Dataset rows
_ _ _ _

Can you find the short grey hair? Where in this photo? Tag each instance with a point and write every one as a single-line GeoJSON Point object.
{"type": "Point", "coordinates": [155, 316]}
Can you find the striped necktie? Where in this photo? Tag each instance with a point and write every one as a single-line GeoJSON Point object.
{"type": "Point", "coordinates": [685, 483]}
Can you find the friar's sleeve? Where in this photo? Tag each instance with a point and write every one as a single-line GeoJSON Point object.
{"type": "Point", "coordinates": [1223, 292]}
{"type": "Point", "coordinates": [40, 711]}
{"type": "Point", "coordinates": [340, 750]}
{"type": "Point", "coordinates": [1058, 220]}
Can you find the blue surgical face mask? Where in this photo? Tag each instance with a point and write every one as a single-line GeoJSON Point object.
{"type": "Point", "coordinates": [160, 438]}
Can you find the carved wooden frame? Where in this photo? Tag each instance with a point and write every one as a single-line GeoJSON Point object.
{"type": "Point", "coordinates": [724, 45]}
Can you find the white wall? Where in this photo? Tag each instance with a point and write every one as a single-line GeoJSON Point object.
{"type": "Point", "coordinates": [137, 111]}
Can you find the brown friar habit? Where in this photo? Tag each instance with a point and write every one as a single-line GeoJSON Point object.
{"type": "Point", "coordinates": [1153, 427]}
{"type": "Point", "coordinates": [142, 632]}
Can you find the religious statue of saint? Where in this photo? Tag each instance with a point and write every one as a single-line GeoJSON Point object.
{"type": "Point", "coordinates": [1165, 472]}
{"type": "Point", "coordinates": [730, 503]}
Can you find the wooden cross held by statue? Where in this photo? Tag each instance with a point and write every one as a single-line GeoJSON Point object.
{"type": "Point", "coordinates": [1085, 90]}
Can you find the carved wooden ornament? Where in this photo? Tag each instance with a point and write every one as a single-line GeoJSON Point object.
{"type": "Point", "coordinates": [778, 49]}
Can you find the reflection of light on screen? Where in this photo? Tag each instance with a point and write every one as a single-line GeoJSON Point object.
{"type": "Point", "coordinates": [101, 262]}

_ _ _ _

WRITTEN EXERCISE ::
Rewrite the records from the line containing "Can you find the brown" through the end of the records, both ends included, keeping every line, requests as well, and increase each coordinate in the answers by 135.

ANSWER FOR THE TASK ::
Can you find the brown friar habit? Where in this photo? Tag each instance with a point and write every one as a single-line GeoJSON Point object.
{"type": "Point", "coordinates": [1288, 562]}
{"type": "Point", "coordinates": [277, 767]}
Can you find the religious statue of saint? Where in this photo? Tag each instance with a point and write every one as a single-line GeoJSON Point object.
{"type": "Point", "coordinates": [1300, 607]}
{"type": "Point", "coordinates": [865, 638]}
Can you find the wooden cross held by statue? Where in this photo? Tag each instance with a point and write every one as a single-line GeoJSON Point object.
{"type": "Point", "coordinates": [1220, 225]}
Can you find the carved wooden ornament? Where in this photo? Tag each instance with a point and write every one as a single-line GeoJSON Point object.
{"type": "Point", "coordinates": [913, 184]}
Can you find the reflection of light on screen? Where in this photo? Tag each instance with a point and write every one as a single-line GeoJSON Point object.
{"type": "Point", "coordinates": [236, 397]}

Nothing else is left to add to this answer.